== Requirement ==
Reproduce exactly the lines beginning with the line that contains "Give the mask of every instance of the black" and ending at the final line of the material below.

==== Data provided ====

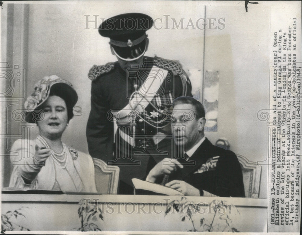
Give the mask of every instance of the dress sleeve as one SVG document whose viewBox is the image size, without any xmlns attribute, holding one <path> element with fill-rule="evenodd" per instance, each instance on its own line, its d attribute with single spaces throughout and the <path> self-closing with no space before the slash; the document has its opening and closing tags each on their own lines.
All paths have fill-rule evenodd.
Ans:
<svg viewBox="0 0 302 235">
<path fill-rule="evenodd" d="M 26 140 L 19 139 L 14 143 L 11 150 L 11 161 L 14 168 L 9 187 L 24 189 L 36 188 L 37 176 L 43 166 L 35 161 L 34 148 L 32 143 Z"/>
<path fill-rule="evenodd" d="M 109 104 L 101 94 L 101 87 L 99 81 L 92 81 L 86 136 L 89 154 L 107 162 L 113 158 L 113 123 L 107 119 Z"/>
</svg>

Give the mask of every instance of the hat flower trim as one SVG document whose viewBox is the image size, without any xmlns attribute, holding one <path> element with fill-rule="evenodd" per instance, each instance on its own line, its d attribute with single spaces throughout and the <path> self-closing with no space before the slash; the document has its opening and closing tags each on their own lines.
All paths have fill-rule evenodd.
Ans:
<svg viewBox="0 0 302 235">
<path fill-rule="evenodd" d="M 34 91 L 31 95 L 27 97 L 24 103 L 26 112 L 33 112 L 38 105 L 44 102 L 48 97 L 51 86 L 58 82 L 66 83 L 72 86 L 70 82 L 55 75 L 45 76 L 35 84 Z"/>
</svg>

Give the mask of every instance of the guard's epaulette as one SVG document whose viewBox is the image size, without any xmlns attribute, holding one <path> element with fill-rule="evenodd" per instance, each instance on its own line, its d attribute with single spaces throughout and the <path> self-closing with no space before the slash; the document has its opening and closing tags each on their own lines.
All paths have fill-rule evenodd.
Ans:
<svg viewBox="0 0 302 235">
<path fill-rule="evenodd" d="M 89 70 L 88 78 L 93 81 L 100 75 L 109 73 L 114 68 L 113 62 L 107 63 L 104 65 L 98 66 L 95 65 Z"/>
<path fill-rule="evenodd" d="M 161 68 L 171 70 L 175 75 L 179 75 L 185 73 L 182 69 L 182 66 L 178 60 L 166 59 L 155 56 L 153 61 L 157 64 Z"/>
</svg>

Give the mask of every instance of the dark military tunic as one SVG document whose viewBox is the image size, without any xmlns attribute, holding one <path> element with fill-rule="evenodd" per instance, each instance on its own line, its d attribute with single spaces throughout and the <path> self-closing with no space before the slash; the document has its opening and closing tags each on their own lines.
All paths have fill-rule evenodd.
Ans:
<svg viewBox="0 0 302 235">
<path fill-rule="evenodd" d="M 192 96 L 190 80 L 177 62 L 146 57 L 144 61 L 141 68 L 134 69 L 136 74 L 126 73 L 116 62 L 95 65 L 88 74 L 92 80 L 91 110 L 86 129 L 89 153 L 108 164 L 119 167 L 120 194 L 133 194 L 132 179 L 143 178 L 154 162 L 171 157 L 173 141 L 169 120 L 162 111 L 168 111 L 177 97 Z M 115 138 L 113 114 L 128 104 L 133 93 L 146 79 L 143 75 L 149 74 L 153 65 L 169 71 L 160 88 L 139 116 L 129 118 L 131 121 L 127 123 L 119 123 L 117 119 Z M 156 144 L 153 137 L 159 133 L 165 137 Z M 133 141 L 130 142 L 125 136 L 133 138 Z"/>
</svg>

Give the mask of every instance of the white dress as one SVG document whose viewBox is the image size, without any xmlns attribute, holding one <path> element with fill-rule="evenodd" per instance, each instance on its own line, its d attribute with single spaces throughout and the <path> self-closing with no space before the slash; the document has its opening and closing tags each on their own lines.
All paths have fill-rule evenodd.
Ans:
<svg viewBox="0 0 302 235">
<path fill-rule="evenodd" d="M 40 148 L 49 148 L 41 136 L 35 141 L 19 139 L 14 143 L 11 154 L 11 161 L 14 166 L 9 187 L 97 192 L 94 166 L 90 155 L 63 144 L 62 153 L 58 154 L 52 152 L 44 165 L 34 158 L 36 145 Z"/>
</svg>

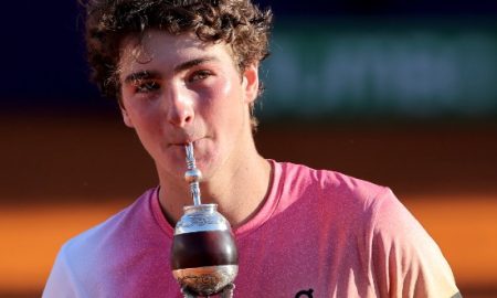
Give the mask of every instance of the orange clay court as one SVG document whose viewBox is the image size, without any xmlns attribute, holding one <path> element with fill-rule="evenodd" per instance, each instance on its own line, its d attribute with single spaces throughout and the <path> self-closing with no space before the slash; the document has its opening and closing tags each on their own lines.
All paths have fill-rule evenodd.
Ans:
<svg viewBox="0 0 497 298">
<path fill-rule="evenodd" d="M 133 132 L 108 118 L 0 120 L 0 297 L 39 297 L 65 240 L 155 185 Z M 256 139 L 266 157 L 390 185 L 441 246 L 464 297 L 497 297 L 496 131 L 263 125 Z"/>
</svg>

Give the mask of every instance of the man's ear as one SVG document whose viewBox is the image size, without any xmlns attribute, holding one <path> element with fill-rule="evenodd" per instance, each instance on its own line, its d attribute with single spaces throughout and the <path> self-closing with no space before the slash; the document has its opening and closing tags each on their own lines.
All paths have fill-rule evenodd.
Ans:
<svg viewBox="0 0 497 298">
<path fill-rule="evenodd" d="M 123 115 L 123 121 L 125 123 L 125 125 L 129 128 L 134 128 L 135 126 L 133 125 L 131 118 L 129 118 L 128 111 L 126 110 L 120 100 L 119 100 L 119 109 L 120 115 Z"/>
<path fill-rule="evenodd" d="M 258 64 L 248 65 L 243 72 L 243 88 L 245 91 L 245 103 L 253 103 L 258 95 Z"/>
</svg>

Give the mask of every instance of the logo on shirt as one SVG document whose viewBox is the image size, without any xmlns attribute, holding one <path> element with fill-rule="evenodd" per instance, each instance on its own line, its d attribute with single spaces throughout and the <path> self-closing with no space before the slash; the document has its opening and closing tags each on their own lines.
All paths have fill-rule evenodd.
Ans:
<svg viewBox="0 0 497 298">
<path fill-rule="evenodd" d="M 314 289 L 300 290 L 295 295 L 295 298 L 314 298 L 313 291 Z"/>
</svg>

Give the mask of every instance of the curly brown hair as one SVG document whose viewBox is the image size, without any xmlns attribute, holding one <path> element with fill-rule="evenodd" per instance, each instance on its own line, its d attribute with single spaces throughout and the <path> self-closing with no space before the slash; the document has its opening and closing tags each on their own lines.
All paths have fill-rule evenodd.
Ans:
<svg viewBox="0 0 497 298">
<path fill-rule="evenodd" d="M 86 10 L 86 46 L 92 81 L 120 99 L 119 45 L 147 29 L 170 34 L 194 32 L 204 42 L 231 45 L 240 73 L 268 55 L 269 9 L 251 0 L 80 0 Z"/>
</svg>

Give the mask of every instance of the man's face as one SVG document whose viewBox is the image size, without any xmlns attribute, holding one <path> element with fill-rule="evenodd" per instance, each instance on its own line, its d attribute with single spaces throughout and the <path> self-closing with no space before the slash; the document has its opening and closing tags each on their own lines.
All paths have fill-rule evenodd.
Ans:
<svg viewBox="0 0 497 298">
<path fill-rule="evenodd" d="M 243 158 L 237 147 L 251 129 L 256 67 L 240 74 L 226 44 L 205 44 L 193 34 L 149 30 L 139 44 L 128 39 L 120 50 L 123 117 L 160 174 L 182 177 L 189 141 L 207 179 Z"/>
</svg>

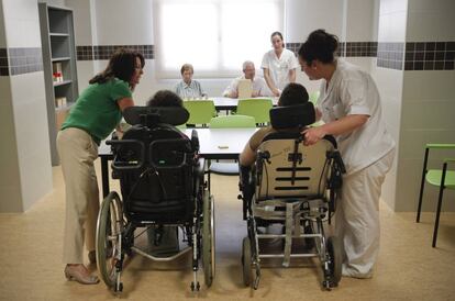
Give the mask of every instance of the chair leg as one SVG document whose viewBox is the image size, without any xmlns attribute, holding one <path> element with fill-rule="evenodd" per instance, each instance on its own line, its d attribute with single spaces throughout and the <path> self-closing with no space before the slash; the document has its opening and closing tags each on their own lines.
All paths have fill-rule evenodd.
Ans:
<svg viewBox="0 0 455 301">
<path fill-rule="evenodd" d="M 441 215 L 441 207 L 442 207 L 442 198 L 444 193 L 444 183 L 445 183 L 445 170 L 447 168 L 447 164 L 444 163 L 444 168 L 441 177 L 441 186 L 440 186 L 440 197 L 437 198 L 437 209 L 436 209 L 436 221 L 434 222 L 434 232 L 433 232 L 433 247 L 436 247 L 436 239 L 437 239 L 437 228 L 440 226 L 440 215 Z"/>
<path fill-rule="evenodd" d="M 422 180 L 420 182 L 420 193 L 419 193 L 419 205 L 418 205 L 418 215 L 415 222 L 420 222 L 420 211 L 422 210 L 422 198 L 423 198 L 423 187 L 425 186 L 425 175 L 426 175 L 426 161 L 429 159 L 429 148 L 425 148 L 425 157 L 423 159 L 423 170 L 422 170 Z"/>
</svg>

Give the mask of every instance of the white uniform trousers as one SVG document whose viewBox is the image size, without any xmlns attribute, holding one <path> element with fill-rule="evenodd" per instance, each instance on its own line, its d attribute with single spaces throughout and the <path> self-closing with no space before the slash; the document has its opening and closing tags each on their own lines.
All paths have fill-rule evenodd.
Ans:
<svg viewBox="0 0 455 301">
<path fill-rule="evenodd" d="M 370 166 L 343 178 L 335 212 L 335 234 L 344 249 L 343 275 L 371 277 L 379 250 L 379 198 L 395 150 Z"/>
<path fill-rule="evenodd" d="M 99 190 L 93 161 L 98 145 L 84 130 L 69 127 L 58 132 L 57 149 L 66 190 L 63 263 L 84 264 L 84 243 L 87 250 L 95 249 Z"/>
</svg>

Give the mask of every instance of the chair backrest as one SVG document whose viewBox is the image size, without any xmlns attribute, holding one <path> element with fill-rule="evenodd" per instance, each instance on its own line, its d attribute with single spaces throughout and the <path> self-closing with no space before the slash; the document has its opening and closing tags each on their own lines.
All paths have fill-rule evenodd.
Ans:
<svg viewBox="0 0 455 301">
<path fill-rule="evenodd" d="M 226 115 L 212 118 L 209 126 L 212 129 L 256 127 L 256 121 L 253 116 Z"/>
<path fill-rule="evenodd" d="M 334 149 L 329 140 L 304 146 L 299 132 L 267 135 L 257 152 L 256 200 L 322 197 Z"/>
<path fill-rule="evenodd" d="M 176 127 L 134 125 L 113 144 L 124 212 L 135 221 L 191 220 L 197 147 Z"/>
<path fill-rule="evenodd" d="M 315 105 L 318 103 L 318 99 L 319 99 L 319 91 L 314 91 L 310 93 L 310 98 L 309 100 Z"/>
<path fill-rule="evenodd" d="M 184 107 L 190 114 L 187 124 L 209 124 L 217 115 L 213 100 L 186 100 Z"/>
<path fill-rule="evenodd" d="M 268 111 L 273 107 L 271 99 L 241 99 L 237 114 L 253 116 L 256 123 L 268 123 L 270 121 Z"/>
</svg>

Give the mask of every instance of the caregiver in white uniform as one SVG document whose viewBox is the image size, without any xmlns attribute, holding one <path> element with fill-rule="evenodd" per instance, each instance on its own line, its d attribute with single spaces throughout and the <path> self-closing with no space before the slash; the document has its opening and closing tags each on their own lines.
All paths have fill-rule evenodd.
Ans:
<svg viewBox="0 0 455 301">
<path fill-rule="evenodd" d="M 275 97 L 279 97 L 289 82 L 296 82 L 296 69 L 299 63 L 296 55 L 285 48 L 280 32 L 274 32 L 270 41 L 274 48 L 264 54 L 260 68 L 264 70 L 264 79 L 268 88 Z"/>
<path fill-rule="evenodd" d="M 395 142 L 381 118 L 378 89 L 369 74 L 334 57 L 337 37 L 312 32 L 299 49 L 310 80 L 323 79 L 317 115 L 325 124 L 303 132 L 312 145 L 336 137 L 346 166 L 335 212 L 335 234 L 344 246 L 343 276 L 370 278 L 379 250 L 379 197 L 395 156 Z"/>
</svg>

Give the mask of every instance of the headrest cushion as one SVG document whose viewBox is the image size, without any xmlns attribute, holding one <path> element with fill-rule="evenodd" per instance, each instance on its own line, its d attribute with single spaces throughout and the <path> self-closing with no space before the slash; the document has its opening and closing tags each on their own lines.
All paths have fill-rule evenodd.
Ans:
<svg viewBox="0 0 455 301">
<path fill-rule="evenodd" d="M 313 124 L 314 121 L 314 105 L 311 102 L 270 109 L 270 124 L 276 130 L 303 127 Z"/>
<path fill-rule="evenodd" d="M 123 111 L 123 116 L 132 125 L 158 123 L 180 125 L 188 121 L 189 113 L 181 107 L 130 107 Z"/>
</svg>

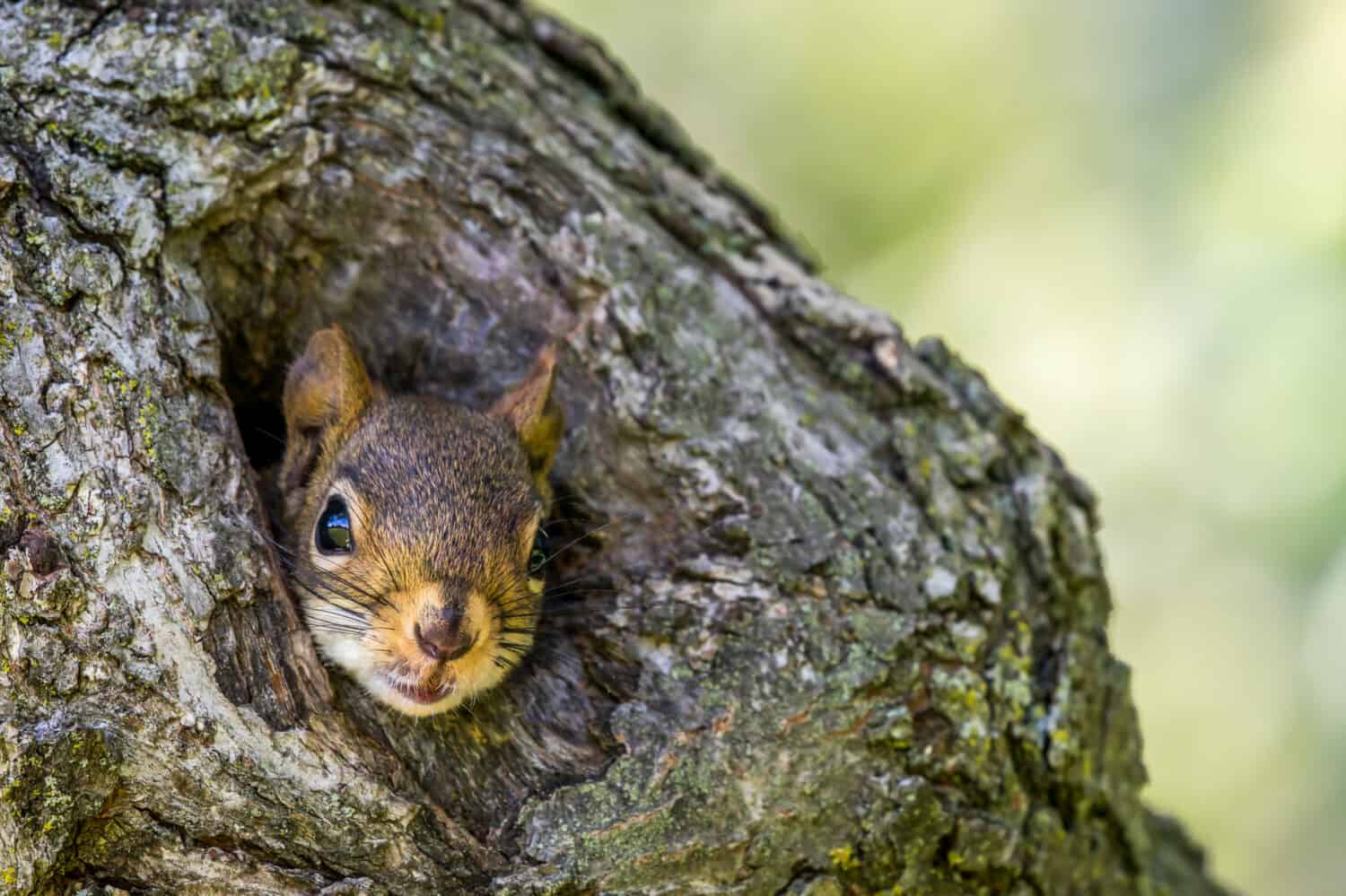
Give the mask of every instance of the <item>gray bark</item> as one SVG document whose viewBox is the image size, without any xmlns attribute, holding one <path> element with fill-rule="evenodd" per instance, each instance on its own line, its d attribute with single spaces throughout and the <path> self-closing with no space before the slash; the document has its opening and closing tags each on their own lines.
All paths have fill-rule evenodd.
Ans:
<svg viewBox="0 0 1346 896">
<path fill-rule="evenodd" d="M 1221 892 L 1139 796 L 1088 488 L 591 40 L 5 4 L 0 85 L 0 891 Z M 470 712 L 330 674 L 268 546 L 332 320 L 478 406 L 564 340 L 577 542 Z"/>
</svg>

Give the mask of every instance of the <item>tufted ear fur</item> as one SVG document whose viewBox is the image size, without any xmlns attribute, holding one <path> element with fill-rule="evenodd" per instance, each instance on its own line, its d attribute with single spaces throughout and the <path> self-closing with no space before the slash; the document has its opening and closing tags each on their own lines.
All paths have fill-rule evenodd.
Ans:
<svg viewBox="0 0 1346 896">
<path fill-rule="evenodd" d="M 538 488 L 546 491 L 546 474 L 561 444 L 564 416 L 552 401 L 556 373 L 556 346 L 542 348 L 524 381 L 506 391 L 491 406 L 490 414 L 507 421 L 528 455 Z"/>
<path fill-rule="evenodd" d="M 345 429 L 374 400 L 374 386 L 355 346 L 336 324 L 319 330 L 285 377 L 285 461 L 288 495 L 307 484 L 323 440 Z"/>
</svg>

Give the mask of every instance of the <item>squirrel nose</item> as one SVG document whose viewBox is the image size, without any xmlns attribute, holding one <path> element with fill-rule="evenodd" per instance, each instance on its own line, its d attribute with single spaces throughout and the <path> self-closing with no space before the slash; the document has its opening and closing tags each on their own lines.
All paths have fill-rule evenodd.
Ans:
<svg viewBox="0 0 1346 896">
<path fill-rule="evenodd" d="M 416 646 L 436 662 L 452 662 L 472 648 L 476 642 L 463 630 L 463 611 L 446 607 L 435 622 L 416 623 Z"/>
</svg>

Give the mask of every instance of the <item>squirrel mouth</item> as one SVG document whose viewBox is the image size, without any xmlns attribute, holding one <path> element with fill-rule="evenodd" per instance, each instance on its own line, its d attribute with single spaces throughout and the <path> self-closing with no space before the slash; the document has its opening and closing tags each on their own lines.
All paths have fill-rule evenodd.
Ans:
<svg viewBox="0 0 1346 896">
<path fill-rule="evenodd" d="M 409 682 L 405 678 L 396 678 L 393 675 L 384 675 L 384 678 L 392 685 L 393 690 L 417 704 L 436 704 L 447 697 L 450 692 L 450 682 L 437 681 L 433 675 L 420 682 Z"/>
</svg>

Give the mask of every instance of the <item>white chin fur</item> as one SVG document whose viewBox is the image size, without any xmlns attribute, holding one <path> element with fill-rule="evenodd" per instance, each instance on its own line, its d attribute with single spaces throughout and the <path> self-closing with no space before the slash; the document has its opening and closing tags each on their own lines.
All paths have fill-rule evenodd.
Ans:
<svg viewBox="0 0 1346 896">
<path fill-rule="evenodd" d="M 369 692 L 370 697 L 406 716 L 433 716 L 448 712 L 472 694 L 494 687 L 506 674 L 506 670 L 497 670 L 493 666 L 491 674 L 485 678 L 470 682 L 459 681 L 454 690 L 447 693 L 441 700 L 433 704 L 423 704 L 411 700 L 397 690 L 382 673 L 374 669 L 369 659 L 367 648 L 359 643 L 358 638 L 334 636 L 331 632 L 322 632 L 316 640 L 318 647 L 327 661 L 346 670 L 351 678 Z"/>
</svg>

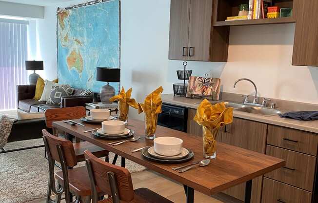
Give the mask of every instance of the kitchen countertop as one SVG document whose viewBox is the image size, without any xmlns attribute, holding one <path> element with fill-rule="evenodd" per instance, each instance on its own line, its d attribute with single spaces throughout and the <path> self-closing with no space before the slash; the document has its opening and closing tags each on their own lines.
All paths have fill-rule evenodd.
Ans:
<svg viewBox="0 0 318 203">
<path fill-rule="evenodd" d="M 165 103 L 193 109 L 196 109 L 199 103 L 202 101 L 201 99 L 191 99 L 175 96 L 173 94 L 162 95 L 161 99 L 162 102 Z M 235 109 L 233 111 L 233 115 L 235 117 L 237 118 L 318 133 L 318 120 L 310 121 L 297 121 L 280 118 L 278 115 L 262 115 L 243 112 L 236 111 Z"/>
</svg>

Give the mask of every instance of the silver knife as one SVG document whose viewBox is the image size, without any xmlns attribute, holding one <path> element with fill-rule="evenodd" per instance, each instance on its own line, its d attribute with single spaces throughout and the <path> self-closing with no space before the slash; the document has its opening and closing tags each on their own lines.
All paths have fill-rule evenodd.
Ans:
<svg viewBox="0 0 318 203">
<path fill-rule="evenodd" d="M 85 131 L 83 131 L 83 132 L 84 132 L 84 133 L 88 133 L 88 132 L 92 132 L 92 131 L 94 131 L 94 130 L 98 130 L 99 129 L 99 128 L 94 128 L 94 129 L 90 129 L 90 130 L 85 130 Z"/>
<path fill-rule="evenodd" d="M 80 122 L 77 122 L 74 121 L 73 121 L 73 120 L 67 120 L 67 121 L 69 121 L 70 122 L 74 122 L 74 123 L 75 123 L 77 124 L 78 125 L 81 125 L 81 126 L 85 126 L 85 125 L 84 125 L 83 124 L 82 124 L 82 123 L 80 123 Z"/>
<path fill-rule="evenodd" d="M 192 163 L 189 163 L 189 164 L 186 164 L 186 165 L 179 165 L 179 166 L 177 166 L 177 167 L 176 167 L 175 168 L 173 168 L 172 170 L 173 170 L 174 171 L 175 171 L 176 170 L 178 170 L 178 169 L 179 169 L 180 168 L 184 168 L 185 167 L 190 166 L 190 165 L 195 165 L 195 164 L 197 164 L 199 163 L 199 162 L 200 162 L 200 161 L 201 161 L 200 160 L 197 161 L 196 162 L 193 162 Z"/>
<path fill-rule="evenodd" d="M 119 141 L 118 140 L 117 141 L 112 142 L 108 142 L 108 144 L 116 144 L 116 143 L 124 141 L 125 140 L 119 140 Z"/>
<path fill-rule="evenodd" d="M 149 147 L 149 146 L 144 146 L 143 147 L 139 148 L 139 149 L 134 149 L 133 150 L 130 151 L 130 152 L 138 152 L 138 151 L 140 151 L 141 149 L 144 149 L 145 148 L 147 148 L 147 147 Z"/>
</svg>

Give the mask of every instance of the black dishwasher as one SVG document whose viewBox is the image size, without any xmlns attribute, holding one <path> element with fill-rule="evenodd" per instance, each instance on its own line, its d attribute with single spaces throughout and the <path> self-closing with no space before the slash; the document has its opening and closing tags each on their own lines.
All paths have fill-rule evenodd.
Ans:
<svg viewBox="0 0 318 203">
<path fill-rule="evenodd" d="M 180 131 L 187 131 L 187 108 L 163 103 L 161 109 L 161 113 L 158 115 L 158 125 Z"/>
</svg>

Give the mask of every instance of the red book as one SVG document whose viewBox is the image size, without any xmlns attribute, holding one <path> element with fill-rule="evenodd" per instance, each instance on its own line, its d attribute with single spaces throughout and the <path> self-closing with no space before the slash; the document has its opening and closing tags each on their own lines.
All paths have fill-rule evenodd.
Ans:
<svg viewBox="0 0 318 203">
<path fill-rule="evenodd" d="M 264 0 L 261 0 L 261 9 L 262 9 L 262 15 L 263 16 L 262 18 L 265 18 L 265 12 L 264 11 Z"/>
</svg>

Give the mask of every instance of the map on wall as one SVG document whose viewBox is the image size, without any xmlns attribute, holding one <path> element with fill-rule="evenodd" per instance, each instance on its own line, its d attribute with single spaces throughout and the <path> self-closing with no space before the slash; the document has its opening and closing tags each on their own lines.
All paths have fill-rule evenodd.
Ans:
<svg viewBox="0 0 318 203">
<path fill-rule="evenodd" d="M 120 68 L 120 1 L 59 8 L 57 21 L 59 83 L 99 92 L 106 83 L 96 81 L 96 68 Z"/>
</svg>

====

== Result for this task ==
Give the mask of every instance of the black dishwasher as one SVG document whose viewBox is the image size, without any xmlns attribute, holding one <path> element with fill-rule="evenodd" per instance, each instance on its own line, its d attribute with single spaces throughout and the <path> self-closing with no space before the slash; the document has its opening and closing tags each on their own lines.
All paths have fill-rule evenodd.
Ans:
<svg viewBox="0 0 318 203">
<path fill-rule="evenodd" d="M 180 131 L 187 131 L 187 108 L 163 103 L 161 109 L 161 113 L 158 115 L 158 125 Z"/>
</svg>

Give the mask of every instance of the red book as one SVG document whose viewBox is the image size, without any xmlns attribute, holding one <path> element with fill-rule="evenodd" per instance, each instance on its own line, its d attribute with single spaces throughout and the <path> self-closing with no space before the slash; the document has its opening and closing tags each on their own lines.
All paths have fill-rule evenodd.
Ans:
<svg viewBox="0 0 318 203">
<path fill-rule="evenodd" d="M 264 0 L 261 0 L 261 9 L 262 9 L 262 15 L 263 16 L 262 18 L 265 18 L 265 12 L 264 11 Z"/>
</svg>

Give the mask of every instance of the map on wall as one SVG document whose viewBox is the image size, without any xmlns attribute, holding one <path> element with fill-rule="evenodd" per instance, each instance on its own line, its d attribute with single spaces throughout and the <path> self-closing with no space before the slash; the document has its opening and closing tags each on their own lines.
All paths have fill-rule evenodd.
Ans:
<svg viewBox="0 0 318 203">
<path fill-rule="evenodd" d="M 120 68 L 120 1 L 59 8 L 57 21 L 59 83 L 99 92 L 106 83 L 96 81 L 96 68 Z"/>
</svg>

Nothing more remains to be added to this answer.